● **Directive a**: Transcribe the passage of the text on quantum computing and cryptography from "On one hand, quantum" to "quantum enhanced networks.".

● **Text shown**:

-*-

On one hand, quantum technologies can enhance the telecommunications/ICT infrastructure, applications and services. Like any other communication systems and networks, such kind of solutions need to be secured, e.g. quantum enhanced networks.
On the other hand, the impact of some properties that quantum computers can exhibit due to their nature can lead to significant threats.
Indeed, the current cryptography security relies on computationally difficult problems: a discrete logarithmic problem and an integer-factorization problem. They are considered to be difficult to solve in a reasonable time, given the current architectures of current computers available today and in the medium term. Yet, public key cryptography using asymmetric keys is a cornerstone of authentication over public networks. As, by their nature, quantum computers can solve integer-factoring and discrete-logarithm problems in a reasonably fast time compared to current computers. They are, by ripple effect, able to break the foundations on which public key cryptography is currently built on, threatening an existential corner stone of todays' cyber life and digitalization. Such attack, that breaks current cryptography using an emerging quantum computer, is known as quantum attack.

-*-

Position annotation records
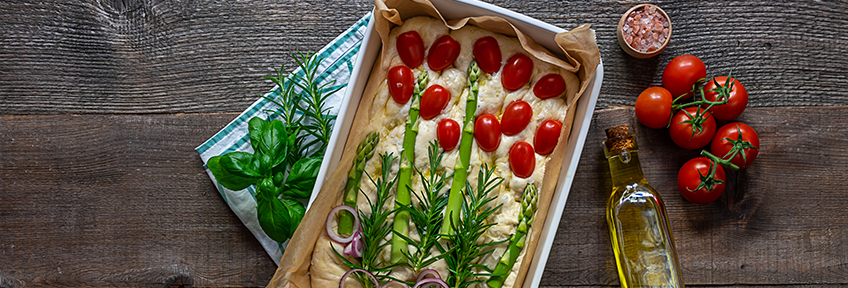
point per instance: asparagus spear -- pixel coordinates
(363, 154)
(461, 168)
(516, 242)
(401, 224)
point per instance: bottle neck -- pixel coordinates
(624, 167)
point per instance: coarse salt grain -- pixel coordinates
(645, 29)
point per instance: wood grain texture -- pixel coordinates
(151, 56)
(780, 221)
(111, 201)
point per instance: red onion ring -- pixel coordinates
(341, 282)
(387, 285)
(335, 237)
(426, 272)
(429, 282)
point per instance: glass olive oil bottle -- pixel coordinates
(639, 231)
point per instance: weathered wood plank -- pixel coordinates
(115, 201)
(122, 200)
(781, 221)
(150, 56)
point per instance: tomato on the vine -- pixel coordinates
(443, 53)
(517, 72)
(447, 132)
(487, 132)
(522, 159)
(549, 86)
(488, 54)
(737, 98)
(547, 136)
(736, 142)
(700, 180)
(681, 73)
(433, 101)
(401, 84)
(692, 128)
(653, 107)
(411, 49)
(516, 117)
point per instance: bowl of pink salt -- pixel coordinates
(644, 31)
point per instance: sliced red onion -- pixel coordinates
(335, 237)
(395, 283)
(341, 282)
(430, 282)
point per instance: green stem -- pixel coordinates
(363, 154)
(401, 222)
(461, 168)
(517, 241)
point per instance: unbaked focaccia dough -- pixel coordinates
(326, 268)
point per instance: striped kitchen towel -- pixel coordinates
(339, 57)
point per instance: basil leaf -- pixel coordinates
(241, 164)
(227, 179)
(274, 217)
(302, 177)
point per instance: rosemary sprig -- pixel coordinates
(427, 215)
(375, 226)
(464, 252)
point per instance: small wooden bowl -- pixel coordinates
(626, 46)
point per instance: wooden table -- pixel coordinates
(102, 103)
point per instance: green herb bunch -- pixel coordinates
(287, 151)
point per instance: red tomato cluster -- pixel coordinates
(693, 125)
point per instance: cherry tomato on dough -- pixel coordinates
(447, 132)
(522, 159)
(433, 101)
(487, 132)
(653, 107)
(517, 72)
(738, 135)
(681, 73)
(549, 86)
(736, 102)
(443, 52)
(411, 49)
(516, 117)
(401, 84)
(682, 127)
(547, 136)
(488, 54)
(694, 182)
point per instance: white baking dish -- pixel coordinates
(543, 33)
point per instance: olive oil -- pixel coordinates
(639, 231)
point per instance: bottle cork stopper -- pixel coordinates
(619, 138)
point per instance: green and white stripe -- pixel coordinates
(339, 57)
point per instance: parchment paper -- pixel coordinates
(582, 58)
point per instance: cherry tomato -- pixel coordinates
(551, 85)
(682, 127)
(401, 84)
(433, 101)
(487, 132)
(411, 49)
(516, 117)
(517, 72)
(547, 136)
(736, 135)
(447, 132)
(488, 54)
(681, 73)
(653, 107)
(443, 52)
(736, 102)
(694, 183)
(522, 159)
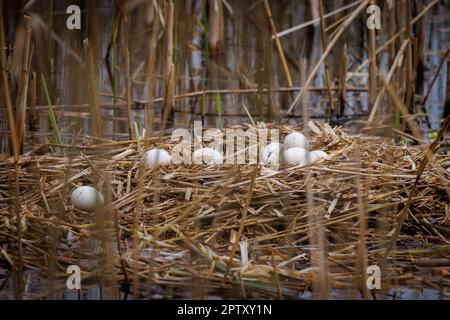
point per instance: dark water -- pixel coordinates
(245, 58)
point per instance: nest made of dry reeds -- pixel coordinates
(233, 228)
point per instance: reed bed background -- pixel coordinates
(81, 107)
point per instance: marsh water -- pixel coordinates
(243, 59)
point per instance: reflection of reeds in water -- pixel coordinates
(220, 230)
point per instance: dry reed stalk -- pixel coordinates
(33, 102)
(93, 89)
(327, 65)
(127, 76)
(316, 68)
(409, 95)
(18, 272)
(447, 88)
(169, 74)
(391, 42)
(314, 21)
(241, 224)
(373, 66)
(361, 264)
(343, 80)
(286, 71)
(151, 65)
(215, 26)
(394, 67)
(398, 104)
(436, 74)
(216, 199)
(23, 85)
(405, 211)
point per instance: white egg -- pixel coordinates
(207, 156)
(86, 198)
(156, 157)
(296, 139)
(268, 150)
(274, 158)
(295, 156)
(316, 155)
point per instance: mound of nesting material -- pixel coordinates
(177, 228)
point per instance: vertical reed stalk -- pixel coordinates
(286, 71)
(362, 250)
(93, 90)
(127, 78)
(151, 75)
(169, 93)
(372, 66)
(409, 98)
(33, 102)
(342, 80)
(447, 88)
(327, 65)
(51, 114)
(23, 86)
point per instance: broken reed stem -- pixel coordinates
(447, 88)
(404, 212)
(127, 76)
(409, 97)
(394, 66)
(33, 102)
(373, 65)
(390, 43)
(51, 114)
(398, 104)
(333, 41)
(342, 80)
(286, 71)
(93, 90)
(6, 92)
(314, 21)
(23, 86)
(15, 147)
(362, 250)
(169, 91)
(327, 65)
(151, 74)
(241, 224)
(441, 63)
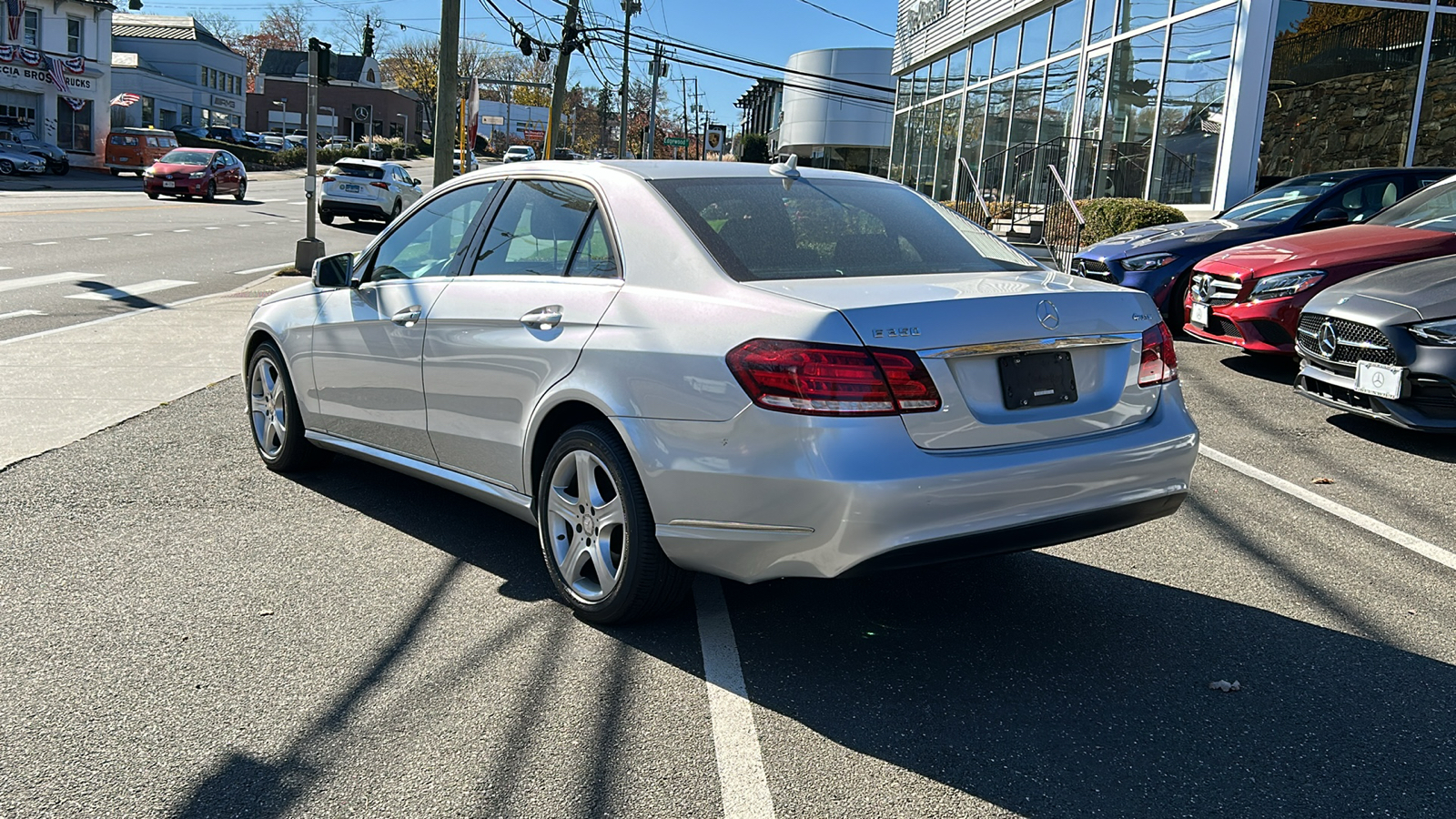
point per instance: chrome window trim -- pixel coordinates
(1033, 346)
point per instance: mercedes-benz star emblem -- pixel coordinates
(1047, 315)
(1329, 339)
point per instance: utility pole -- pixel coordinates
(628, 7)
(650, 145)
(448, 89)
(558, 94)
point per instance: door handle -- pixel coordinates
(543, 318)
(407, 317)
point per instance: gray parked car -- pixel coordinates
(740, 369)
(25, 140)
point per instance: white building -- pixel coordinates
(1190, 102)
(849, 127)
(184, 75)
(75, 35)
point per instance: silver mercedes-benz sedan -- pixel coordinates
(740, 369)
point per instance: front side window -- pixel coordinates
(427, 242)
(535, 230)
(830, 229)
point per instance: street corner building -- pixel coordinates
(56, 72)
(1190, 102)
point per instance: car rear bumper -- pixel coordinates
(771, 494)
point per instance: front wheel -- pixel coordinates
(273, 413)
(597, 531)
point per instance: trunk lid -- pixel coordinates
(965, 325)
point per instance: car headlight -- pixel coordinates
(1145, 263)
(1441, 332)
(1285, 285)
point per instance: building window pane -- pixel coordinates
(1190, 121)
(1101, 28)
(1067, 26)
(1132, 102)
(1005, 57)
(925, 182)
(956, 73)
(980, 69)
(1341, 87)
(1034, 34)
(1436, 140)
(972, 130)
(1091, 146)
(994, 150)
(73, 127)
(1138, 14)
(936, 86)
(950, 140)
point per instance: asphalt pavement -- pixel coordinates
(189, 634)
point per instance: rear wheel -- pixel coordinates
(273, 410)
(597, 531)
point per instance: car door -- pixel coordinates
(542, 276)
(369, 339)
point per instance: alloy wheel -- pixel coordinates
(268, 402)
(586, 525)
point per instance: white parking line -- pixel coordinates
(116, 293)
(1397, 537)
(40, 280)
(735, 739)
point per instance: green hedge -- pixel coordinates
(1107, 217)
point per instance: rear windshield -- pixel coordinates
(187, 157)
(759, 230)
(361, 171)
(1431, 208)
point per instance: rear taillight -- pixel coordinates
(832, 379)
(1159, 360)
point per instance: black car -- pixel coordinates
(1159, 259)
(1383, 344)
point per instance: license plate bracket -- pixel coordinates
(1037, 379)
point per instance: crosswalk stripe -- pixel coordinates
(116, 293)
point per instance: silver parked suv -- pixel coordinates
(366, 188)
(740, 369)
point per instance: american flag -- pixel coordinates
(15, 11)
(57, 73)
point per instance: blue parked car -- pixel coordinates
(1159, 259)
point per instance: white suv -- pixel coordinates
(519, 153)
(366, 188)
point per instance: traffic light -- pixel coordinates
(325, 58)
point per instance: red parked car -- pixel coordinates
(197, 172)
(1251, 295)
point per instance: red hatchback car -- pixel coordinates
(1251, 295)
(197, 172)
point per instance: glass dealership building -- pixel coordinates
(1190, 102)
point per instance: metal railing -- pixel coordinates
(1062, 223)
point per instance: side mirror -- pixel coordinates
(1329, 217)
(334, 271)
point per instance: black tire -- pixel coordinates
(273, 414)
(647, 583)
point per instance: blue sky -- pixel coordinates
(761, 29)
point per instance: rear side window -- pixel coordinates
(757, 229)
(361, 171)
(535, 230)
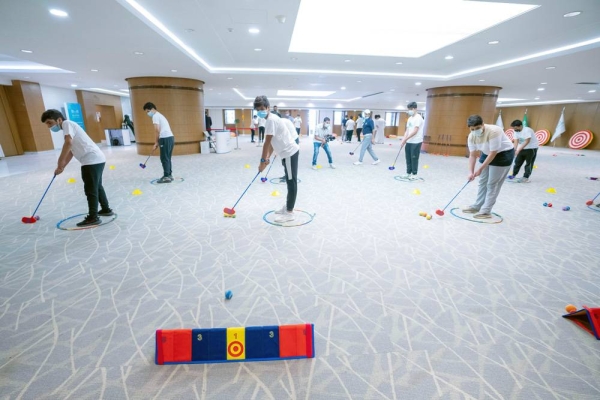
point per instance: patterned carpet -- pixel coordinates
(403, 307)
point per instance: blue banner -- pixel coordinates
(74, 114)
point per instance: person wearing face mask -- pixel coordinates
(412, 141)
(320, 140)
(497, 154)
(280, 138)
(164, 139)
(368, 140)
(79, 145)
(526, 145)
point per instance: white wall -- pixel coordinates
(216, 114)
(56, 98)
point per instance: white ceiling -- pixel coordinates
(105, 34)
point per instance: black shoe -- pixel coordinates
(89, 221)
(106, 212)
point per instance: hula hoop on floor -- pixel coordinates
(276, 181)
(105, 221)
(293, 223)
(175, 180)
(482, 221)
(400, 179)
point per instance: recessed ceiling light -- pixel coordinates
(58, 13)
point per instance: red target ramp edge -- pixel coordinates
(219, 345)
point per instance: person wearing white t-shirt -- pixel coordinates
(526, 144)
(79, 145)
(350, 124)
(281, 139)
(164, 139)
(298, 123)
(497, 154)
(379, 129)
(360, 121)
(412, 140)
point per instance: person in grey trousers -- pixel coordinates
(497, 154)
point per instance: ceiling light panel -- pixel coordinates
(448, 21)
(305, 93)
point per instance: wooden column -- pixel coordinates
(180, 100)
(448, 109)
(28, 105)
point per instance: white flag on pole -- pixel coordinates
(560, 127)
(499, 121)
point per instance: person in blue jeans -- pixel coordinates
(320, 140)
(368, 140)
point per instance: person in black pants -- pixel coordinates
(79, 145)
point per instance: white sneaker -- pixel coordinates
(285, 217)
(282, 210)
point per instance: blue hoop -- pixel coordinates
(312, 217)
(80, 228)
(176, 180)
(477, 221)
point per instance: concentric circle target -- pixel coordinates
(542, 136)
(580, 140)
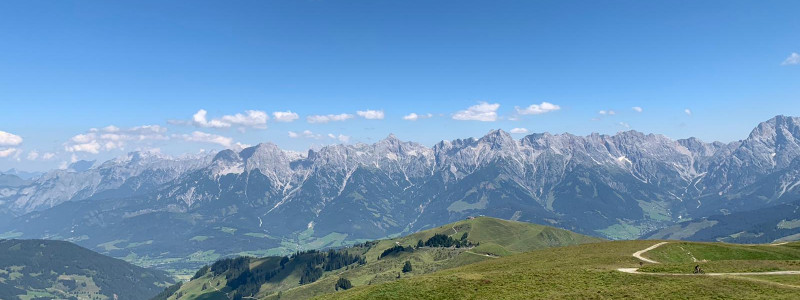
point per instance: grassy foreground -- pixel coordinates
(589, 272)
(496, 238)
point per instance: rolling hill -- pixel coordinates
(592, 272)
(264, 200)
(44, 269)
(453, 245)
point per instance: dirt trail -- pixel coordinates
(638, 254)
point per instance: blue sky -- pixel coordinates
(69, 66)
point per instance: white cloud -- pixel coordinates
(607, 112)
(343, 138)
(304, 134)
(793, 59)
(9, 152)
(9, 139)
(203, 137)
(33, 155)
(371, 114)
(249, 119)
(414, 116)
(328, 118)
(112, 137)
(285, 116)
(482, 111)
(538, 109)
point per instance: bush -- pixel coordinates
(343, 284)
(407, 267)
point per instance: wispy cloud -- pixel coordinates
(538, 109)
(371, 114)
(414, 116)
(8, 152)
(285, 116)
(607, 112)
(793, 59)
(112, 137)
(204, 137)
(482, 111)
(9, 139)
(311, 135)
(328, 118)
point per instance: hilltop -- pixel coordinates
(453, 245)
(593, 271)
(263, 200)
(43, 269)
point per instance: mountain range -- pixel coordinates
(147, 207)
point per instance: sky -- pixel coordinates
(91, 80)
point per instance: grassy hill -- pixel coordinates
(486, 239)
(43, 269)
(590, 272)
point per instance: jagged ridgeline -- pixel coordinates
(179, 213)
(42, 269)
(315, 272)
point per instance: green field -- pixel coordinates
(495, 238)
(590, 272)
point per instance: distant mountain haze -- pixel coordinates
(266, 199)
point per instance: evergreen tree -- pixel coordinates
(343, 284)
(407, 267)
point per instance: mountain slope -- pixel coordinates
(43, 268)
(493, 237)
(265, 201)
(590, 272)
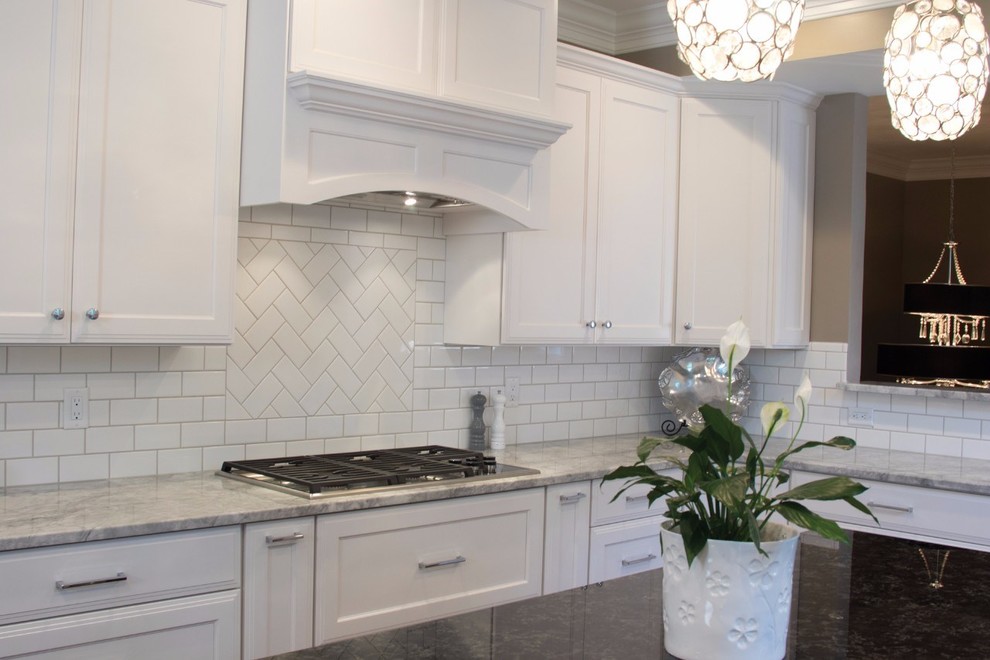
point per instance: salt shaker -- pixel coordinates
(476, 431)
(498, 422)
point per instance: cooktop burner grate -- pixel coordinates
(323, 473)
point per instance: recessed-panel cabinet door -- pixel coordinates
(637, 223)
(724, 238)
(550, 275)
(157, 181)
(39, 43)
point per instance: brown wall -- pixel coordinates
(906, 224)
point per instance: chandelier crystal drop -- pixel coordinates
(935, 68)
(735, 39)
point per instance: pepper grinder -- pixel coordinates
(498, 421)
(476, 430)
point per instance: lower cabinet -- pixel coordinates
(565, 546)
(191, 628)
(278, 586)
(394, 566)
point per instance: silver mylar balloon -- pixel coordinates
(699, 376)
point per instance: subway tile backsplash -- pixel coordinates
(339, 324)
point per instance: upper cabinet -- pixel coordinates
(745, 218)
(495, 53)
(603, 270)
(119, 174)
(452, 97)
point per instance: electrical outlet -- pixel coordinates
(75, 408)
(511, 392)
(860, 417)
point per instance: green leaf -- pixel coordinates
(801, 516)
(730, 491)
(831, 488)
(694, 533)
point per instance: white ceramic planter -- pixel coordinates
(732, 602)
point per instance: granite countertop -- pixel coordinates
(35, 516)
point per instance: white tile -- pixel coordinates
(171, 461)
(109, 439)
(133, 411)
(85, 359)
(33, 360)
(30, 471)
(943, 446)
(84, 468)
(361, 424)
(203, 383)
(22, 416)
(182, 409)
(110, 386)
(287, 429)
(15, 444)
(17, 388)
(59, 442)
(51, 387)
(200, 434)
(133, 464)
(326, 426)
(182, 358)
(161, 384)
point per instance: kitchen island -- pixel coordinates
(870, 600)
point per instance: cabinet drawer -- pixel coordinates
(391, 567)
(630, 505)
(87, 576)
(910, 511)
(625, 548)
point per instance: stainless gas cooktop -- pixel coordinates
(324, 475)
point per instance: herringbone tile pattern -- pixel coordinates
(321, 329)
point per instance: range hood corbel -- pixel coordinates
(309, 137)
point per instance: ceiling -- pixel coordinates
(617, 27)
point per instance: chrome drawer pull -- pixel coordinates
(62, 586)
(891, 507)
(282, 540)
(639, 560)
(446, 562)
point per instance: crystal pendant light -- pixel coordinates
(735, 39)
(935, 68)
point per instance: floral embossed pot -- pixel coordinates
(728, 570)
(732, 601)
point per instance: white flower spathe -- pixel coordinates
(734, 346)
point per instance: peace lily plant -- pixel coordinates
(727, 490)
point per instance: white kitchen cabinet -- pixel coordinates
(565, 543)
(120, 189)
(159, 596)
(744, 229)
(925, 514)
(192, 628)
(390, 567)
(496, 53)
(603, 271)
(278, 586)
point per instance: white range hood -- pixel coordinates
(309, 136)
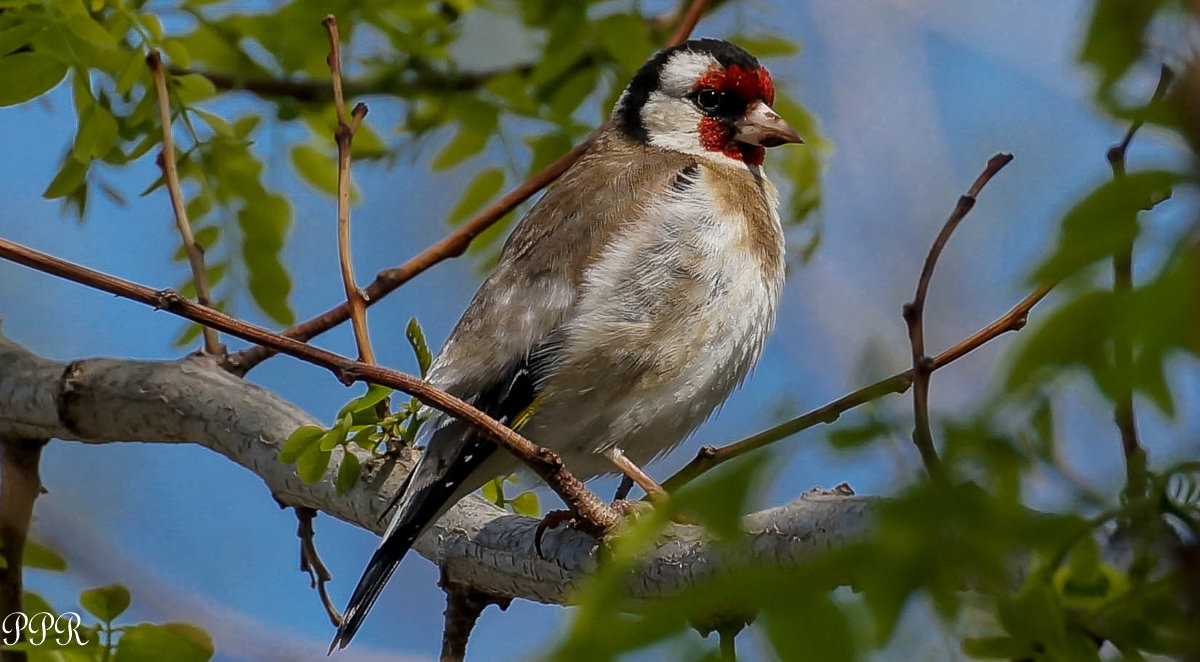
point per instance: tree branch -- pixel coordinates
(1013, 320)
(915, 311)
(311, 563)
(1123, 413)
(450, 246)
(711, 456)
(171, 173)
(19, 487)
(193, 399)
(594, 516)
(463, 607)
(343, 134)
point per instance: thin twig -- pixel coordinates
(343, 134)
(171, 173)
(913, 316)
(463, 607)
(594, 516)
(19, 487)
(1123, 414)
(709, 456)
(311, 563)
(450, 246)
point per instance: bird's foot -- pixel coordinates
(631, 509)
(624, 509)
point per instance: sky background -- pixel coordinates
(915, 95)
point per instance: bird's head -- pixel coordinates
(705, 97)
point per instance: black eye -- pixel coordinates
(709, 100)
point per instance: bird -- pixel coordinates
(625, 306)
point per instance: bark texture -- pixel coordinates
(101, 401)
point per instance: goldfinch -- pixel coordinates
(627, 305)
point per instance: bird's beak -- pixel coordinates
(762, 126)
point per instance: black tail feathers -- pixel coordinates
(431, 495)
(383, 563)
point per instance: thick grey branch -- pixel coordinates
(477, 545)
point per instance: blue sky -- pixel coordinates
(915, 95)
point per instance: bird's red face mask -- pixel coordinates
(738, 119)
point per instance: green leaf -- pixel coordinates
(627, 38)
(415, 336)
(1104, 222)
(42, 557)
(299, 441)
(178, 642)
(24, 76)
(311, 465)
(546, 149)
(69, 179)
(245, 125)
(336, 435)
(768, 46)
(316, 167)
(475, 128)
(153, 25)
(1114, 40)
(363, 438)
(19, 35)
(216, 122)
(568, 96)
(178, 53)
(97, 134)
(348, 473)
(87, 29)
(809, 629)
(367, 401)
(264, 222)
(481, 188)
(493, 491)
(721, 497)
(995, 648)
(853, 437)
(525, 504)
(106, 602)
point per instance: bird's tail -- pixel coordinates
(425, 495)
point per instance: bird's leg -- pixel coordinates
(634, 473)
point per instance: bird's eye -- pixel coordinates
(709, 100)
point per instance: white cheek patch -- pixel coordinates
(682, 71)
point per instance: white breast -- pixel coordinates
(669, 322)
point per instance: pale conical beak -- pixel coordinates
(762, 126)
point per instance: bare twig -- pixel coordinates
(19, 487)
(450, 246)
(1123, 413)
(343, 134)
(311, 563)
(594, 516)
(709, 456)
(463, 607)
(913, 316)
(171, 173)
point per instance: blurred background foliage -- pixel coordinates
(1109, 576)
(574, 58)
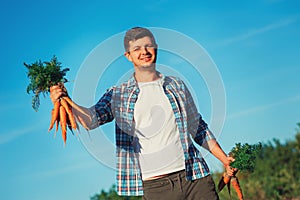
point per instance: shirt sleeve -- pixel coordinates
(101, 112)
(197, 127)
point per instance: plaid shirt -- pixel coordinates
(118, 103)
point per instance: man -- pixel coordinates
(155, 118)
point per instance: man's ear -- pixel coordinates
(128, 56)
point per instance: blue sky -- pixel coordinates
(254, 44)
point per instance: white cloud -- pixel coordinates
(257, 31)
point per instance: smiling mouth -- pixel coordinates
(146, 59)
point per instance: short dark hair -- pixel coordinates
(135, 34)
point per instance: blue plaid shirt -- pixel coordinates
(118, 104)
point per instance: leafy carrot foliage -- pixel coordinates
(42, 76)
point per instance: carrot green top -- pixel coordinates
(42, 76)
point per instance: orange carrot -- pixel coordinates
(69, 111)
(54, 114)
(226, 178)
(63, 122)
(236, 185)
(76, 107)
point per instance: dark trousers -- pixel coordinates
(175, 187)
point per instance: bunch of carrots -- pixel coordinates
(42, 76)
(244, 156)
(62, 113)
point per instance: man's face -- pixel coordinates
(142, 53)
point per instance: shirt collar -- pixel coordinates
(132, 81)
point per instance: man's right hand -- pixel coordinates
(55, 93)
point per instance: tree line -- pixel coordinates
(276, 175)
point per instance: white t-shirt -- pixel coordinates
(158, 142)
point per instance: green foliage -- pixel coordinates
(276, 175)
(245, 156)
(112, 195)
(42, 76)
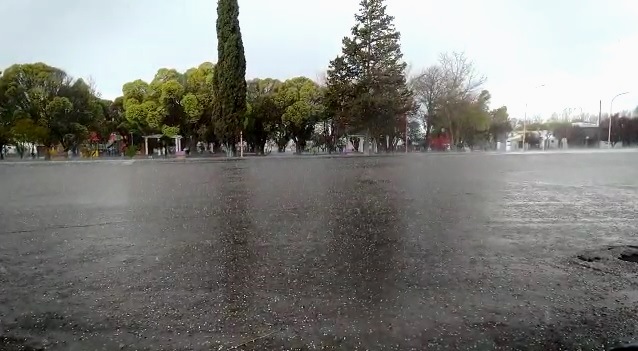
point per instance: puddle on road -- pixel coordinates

-*-

● **Directive b**: How many lines of the listing contain the string "glass"? Reply with only the number.

● **Result a**:
On one hand, quantum technologies can enhance the telecommunications/ICT infrastructure, applications and services. Like any other communication systems and networks, such kind of solutions need to be secured, e.g. quantum enhanced networks.

● **Result b**: 2